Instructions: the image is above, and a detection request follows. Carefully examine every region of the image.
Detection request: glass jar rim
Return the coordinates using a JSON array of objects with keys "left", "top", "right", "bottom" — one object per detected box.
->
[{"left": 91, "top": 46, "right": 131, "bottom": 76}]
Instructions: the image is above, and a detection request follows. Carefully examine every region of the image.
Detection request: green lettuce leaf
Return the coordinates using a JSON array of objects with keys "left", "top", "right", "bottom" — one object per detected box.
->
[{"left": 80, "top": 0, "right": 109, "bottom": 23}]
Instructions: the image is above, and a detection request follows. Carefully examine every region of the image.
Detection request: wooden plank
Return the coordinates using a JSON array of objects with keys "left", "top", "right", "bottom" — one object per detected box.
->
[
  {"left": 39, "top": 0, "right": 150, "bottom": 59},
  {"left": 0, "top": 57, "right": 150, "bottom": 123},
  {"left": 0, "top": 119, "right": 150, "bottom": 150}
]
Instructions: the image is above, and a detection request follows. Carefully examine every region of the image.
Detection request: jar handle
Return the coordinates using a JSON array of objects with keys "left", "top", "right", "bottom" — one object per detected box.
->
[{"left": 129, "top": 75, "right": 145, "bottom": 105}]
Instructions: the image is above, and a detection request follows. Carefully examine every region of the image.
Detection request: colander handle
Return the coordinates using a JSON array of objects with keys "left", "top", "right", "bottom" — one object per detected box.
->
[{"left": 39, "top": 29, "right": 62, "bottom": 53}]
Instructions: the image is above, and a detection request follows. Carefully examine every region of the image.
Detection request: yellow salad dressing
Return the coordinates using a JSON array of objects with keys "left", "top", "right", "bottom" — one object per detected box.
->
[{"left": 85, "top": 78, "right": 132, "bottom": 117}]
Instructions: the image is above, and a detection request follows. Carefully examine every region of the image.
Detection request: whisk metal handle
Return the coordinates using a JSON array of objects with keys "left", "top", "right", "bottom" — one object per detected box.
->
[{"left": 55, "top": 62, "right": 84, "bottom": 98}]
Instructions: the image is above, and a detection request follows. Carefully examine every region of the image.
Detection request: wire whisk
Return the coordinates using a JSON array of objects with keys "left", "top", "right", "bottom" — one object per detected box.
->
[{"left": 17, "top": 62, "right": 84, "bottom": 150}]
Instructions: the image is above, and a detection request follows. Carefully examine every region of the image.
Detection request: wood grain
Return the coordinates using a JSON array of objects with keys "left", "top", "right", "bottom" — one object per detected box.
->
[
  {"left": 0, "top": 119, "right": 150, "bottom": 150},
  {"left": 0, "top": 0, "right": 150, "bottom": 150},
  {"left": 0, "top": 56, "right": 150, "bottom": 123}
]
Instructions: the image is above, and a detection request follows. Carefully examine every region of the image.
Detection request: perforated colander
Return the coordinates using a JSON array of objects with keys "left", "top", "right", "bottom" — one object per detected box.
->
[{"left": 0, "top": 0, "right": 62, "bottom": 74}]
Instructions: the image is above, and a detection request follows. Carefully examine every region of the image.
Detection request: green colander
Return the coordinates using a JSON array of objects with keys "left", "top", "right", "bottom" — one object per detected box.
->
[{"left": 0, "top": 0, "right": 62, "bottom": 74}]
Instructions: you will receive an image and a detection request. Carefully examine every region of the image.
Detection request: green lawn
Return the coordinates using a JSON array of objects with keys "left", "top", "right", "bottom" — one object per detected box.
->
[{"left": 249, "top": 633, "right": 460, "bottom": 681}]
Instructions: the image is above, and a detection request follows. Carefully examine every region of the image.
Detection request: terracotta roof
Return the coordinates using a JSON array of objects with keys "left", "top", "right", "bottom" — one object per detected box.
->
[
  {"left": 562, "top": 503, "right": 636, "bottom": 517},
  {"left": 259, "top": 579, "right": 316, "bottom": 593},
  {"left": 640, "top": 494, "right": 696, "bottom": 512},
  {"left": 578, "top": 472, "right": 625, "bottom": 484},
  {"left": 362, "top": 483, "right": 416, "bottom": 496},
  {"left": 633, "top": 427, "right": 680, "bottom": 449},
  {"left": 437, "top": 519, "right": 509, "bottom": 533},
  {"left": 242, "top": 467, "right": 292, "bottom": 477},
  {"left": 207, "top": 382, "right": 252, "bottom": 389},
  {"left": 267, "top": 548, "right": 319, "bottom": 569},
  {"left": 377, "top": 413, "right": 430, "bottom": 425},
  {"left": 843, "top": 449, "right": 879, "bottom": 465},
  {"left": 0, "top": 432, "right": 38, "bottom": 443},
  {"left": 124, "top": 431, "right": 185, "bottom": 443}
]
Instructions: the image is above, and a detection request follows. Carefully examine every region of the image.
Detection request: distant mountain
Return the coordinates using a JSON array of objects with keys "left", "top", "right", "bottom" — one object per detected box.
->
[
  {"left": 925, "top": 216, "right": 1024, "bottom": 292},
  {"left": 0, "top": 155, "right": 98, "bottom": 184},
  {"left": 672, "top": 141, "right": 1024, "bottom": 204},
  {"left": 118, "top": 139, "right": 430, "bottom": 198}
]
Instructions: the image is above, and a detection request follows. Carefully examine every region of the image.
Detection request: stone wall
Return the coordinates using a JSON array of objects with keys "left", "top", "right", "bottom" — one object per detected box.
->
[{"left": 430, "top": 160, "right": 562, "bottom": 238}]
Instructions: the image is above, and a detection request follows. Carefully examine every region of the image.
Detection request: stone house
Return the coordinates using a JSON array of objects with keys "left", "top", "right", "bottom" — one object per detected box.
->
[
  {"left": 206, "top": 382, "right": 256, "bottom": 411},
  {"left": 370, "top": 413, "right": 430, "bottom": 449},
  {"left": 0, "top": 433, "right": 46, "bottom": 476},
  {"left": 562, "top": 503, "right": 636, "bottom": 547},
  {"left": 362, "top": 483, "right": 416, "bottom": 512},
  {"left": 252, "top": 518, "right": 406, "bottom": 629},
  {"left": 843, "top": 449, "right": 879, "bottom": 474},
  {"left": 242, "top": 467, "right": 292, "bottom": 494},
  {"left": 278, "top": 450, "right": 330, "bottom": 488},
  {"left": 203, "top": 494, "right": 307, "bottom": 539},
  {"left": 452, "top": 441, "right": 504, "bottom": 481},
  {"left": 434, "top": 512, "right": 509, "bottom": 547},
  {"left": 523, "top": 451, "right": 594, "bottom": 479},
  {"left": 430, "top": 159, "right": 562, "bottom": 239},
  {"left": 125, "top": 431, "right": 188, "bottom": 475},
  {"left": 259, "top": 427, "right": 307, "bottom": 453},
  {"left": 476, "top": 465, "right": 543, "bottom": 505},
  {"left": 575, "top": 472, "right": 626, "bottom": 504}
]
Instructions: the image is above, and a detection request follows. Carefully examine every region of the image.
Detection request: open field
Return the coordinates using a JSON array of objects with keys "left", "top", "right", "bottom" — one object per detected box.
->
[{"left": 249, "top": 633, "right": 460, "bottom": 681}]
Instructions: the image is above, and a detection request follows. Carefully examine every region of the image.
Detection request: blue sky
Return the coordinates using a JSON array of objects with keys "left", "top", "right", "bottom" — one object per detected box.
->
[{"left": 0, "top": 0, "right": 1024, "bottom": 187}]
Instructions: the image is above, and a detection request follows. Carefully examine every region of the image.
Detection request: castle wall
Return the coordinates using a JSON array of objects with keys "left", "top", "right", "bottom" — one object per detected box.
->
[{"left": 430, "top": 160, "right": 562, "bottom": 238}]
* * *
Reproduce the material above, every line of it, exactly.

Instructions: the image is above, and a detection request follows. Carefully examine every region of the image.
Detection request: glass jar rim
Return the coordinates using a JSON array of objects with keys "left", "top", "right", "bottom" — one object per detected box.
->
[{"left": 91, "top": 46, "right": 131, "bottom": 76}]
Instructions: the image is above, and a detection request follows. Carefully examine every region of the image.
Detection request: green lettuce leaf
Return the coordinates using a JSON array of objects with keys "left", "top", "right", "bottom" — one object per detected box.
->
[{"left": 80, "top": 0, "right": 109, "bottom": 23}]
Instructions: the image is above, and a detection request follows. Carefully examine every region of the image.
Detection request: wooden plank
Return the coordinates using a JSON array of objects with keys "left", "top", "right", "bottom" — one object per detected box.
->
[
  {"left": 39, "top": 0, "right": 150, "bottom": 59},
  {"left": 0, "top": 57, "right": 150, "bottom": 123},
  {"left": 0, "top": 119, "right": 150, "bottom": 150}
]
Instructions: the image is above, and a detection request follows. Carefully examine every region of the image.
Detection request: jar handle
Return the coordinates using a JSON array of objects with keys "left", "top", "right", "bottom" — one object per detected box.
->
[{"left": 129, "top": 75, "right": 145, "bottom": 105}]
Instructions: the image is above, and a detection request follows. Carefully examine every region of the image.
Detection request: colander handle
Return the coordinates using a JSON array of objects with keys "left", "top", "right", "bottom" — one object per detected box.
->
[{"left": 39, "top": 29, "right": 62, "bottom": 53}]
Instructions: the image is above, and a detection request follows. Carefully examine every region of the image.
Detection request: yellow salad dressing
Return the coordinates using a JSON array of objects with keys "left", "top", "right", "bottom" — one object per detected box.
->
[{"left": 85, "top": 78, "right": 132, "bottom": 117}]
Instructions: the image is above, and a detection request follows. Carefully examine every region of the image.
Detection request: whisk metal handle
Return the coordinates using a JSON array of objects with keys "left", "top", "right", "bottom" — one object per detected box.
->
[{"left": 55, "top": 62, "right": 84, "bottom": 98}]
Instructions: the image is above, and a detection request follows. Carefully examine every region of the image.
Detection request: wire whisk
Return the coordinates using a JSON array of objects with keys "left", "top", "right", "bottom" — one object per detected box.
->
[{"left": 17, "top": 62, "right": 84, "bottom": 150}]
Instructions: the image is above, and a detection request follows. Carefully examine every region of the image.
Detection request: wood grain
Return the coordinates using a JSON array of objects with keys "left", "top", "right", "bottom" — one object per detected box.
->
[
  {"left": 0, "top": 119, "right": 150, "bottom": 150},
  {"left": 0, "top": 0, "right": 150, "bottom": 150},
  {"left": 0, "top": 56, "right": 150, "bottom": 123}
]
Instructions: the image is above, and a detection request follows. Carefully examine every region of the image.
Detection request: perforated colander
Return the coordinates using a JSON array of objects with keys "left", "top", "right", "bottom" — one object per detected box.
->
[{"left": 0, "top": 0, "right": 62, "bottom": 74}]
Instructions: the image is above, and a detection request follows. Carefully examine every region of the image.
Detection request: green colander
Return the coordinates using a JSON array of objects with keys "left", "top", "right", "bottom" — one object per detected box.
->
[{"left": 0, "top": 0, "right": 62, "bottom": 74}]
Instructions: you will receive an image and a detection request. Carefully examine every region of the image.
Detection request: green lawn
Return the coordinates using a JSON array of objects with keys "left", "top", "right", "bottom" — one object per detected box.
->
[{"left": 249, "top": 633, "right": 460, "bottom": 681}]
Instructions: the image is above, and a detection request follows. Carefully examine every region of the image.
Detection request: terracotta roof
Return the coordinates using a JSON array of objects with keys "left", "top", "right", "bottom" — one object per detected box.
->
[
  {"left": 562, "top": 503, "right": 636, "bottom": 517},
  {"left": 259, "top": 579, "right": 316, "bottom": 593},
  {"left": 640, "top": 494, "right": 696, "bottom": 512},
  {"left": 578, "top": 472, "right": 625, "bottom": 484},
  {"left": 362, "top": 483, "right": 416, "bottom": 496},
  {"left": 633, "top": 427, "right": 680, "bottom": 449},
  {"left": 437, "top": 519, "right": 509, "bottom": 533},
  {"left": 242, "top": 467, "right": 292, "bottom": 477},
  {"left": 207, "top": 382, "right": 252, "bottom": 389},
  {"left": 267, "top": 548, "right": 319, "bottom": 569},
  {"left": 377, "top": 413, "right": 430, "bottom": 425},
  {"left": 843, "top": 449, "right": 879, "bottom": 465},
  {"left": 0, "top": 432, "right": 38, "bottom": 443},
  {"left": 124, "top": 431, "right": 185, "bottom": 443}
]
Instructions: the image is above, and a detection request follows. Carefully examine every region of the image.
Detection request: distant mountain
Return the coordinates using a JSON array of objects with keys "left", "top", "right", "bottom" — one object per detected box.
->
[
  {"left": 925, "top": 216, "right": 1024, "bottom": 292},
  {"left": 0, "top": 155, "right": 98, "bottom": 184},
  {"left": 672, "top": 141, "right": 1024, "bottom": 204},
  {"left": 118, "top": 139, "right": 430, "bottom": 198}
]
Instructions: the image is above, and a detection request follows. Carefully examine every region of the image.
Detection request: stone wall
Return the coordinates using a JSON array of objects with keys "left", "top", "right", "bottom" — one object per detected box.
->
[{"left": 430, "top": 160, "right": 562, "bottom": 238}]
Instructions: the image is above, and a detection request follows. Carefully examine every region of the image.
Detection request: stone house
Return the coordinates using a JSON array of objects with keys "left", "top", "right", "bottom" — one object per detected box.
->
[
  {"left": 206, "top": 382, "right": 256, "bottom": 411},
  {"left": 370, "top": 413, "right": 430, "bottom": 449},
  {"left": 0, "top": 433, "right": 46, "bottom": 476},
  {"left": 562, "top": 503, "right": 636, "bottom": 547},
  {"left": 362, "top": 483, "right": 416, "bottom": 512},
  {"left": 252, "top": 518, "right": 406, "bottom": 629},
  {"left": 843, "top": 449, "right": 879, "bottom": 474},
  {"left": 242, "top": 467, "right": 292, "bottom": 494},
  {"left": 278, "top": 450, "right": 330, "bottom": 488},
  {"left": 203, "top": 494, "right": 307, "bottom": 539},
  {"left": 452, "top": 441, "right": 504, "bottom": 481},
  {"left": 434, "top": 512, "right": 509, "bottom": 547},
  {"left": 523, "top": 451, "right": 594, "bottom": 479},
  {"left": 430, "top": 159, "right": 562, "bottom": 239},
  {"left": 125, "top": 431, "right": 188, "bottom": 475},
  {"left": 259, "top": 427, "right": 307, "bottom": 453},
  {"left": 476, "top": 465, "right": 543, "bottom": 505},
  {"left": 575, "top": 472, "right": 626, "bottom": 504}
]
Instructions: the image is above, and a detection request follows. Carefully examine every region of the image.
Detection request: open field
Return the coordinates using a JSON array of objects with keys "left", "top", "right", "bottom" — one object per detected box.
->
[{"left": 249, "top": 633, "right": 460, "bottom": 681}]
Instructions: the image is above, and a detection request follows. Carefully examine every region of the image.
Detection request: blue sky
Return the coordinates using a JSON array of objects with keys "left", "top", "right", "bottom" — one object per detected box.
->
[{"left": 0, "top": 0, "right": 1024, "bottom": 187}]
Instructions: the image is above, and a detection request follows. Carefully examine every region of the image.
Detection request: castle wall
Return the coordinates using a JSON array of objects with keys "left", "top", "right", "bottom" — one object per detected box.
->
[{"left": 430, "top": 160, "right": 562, "bottom": 238}]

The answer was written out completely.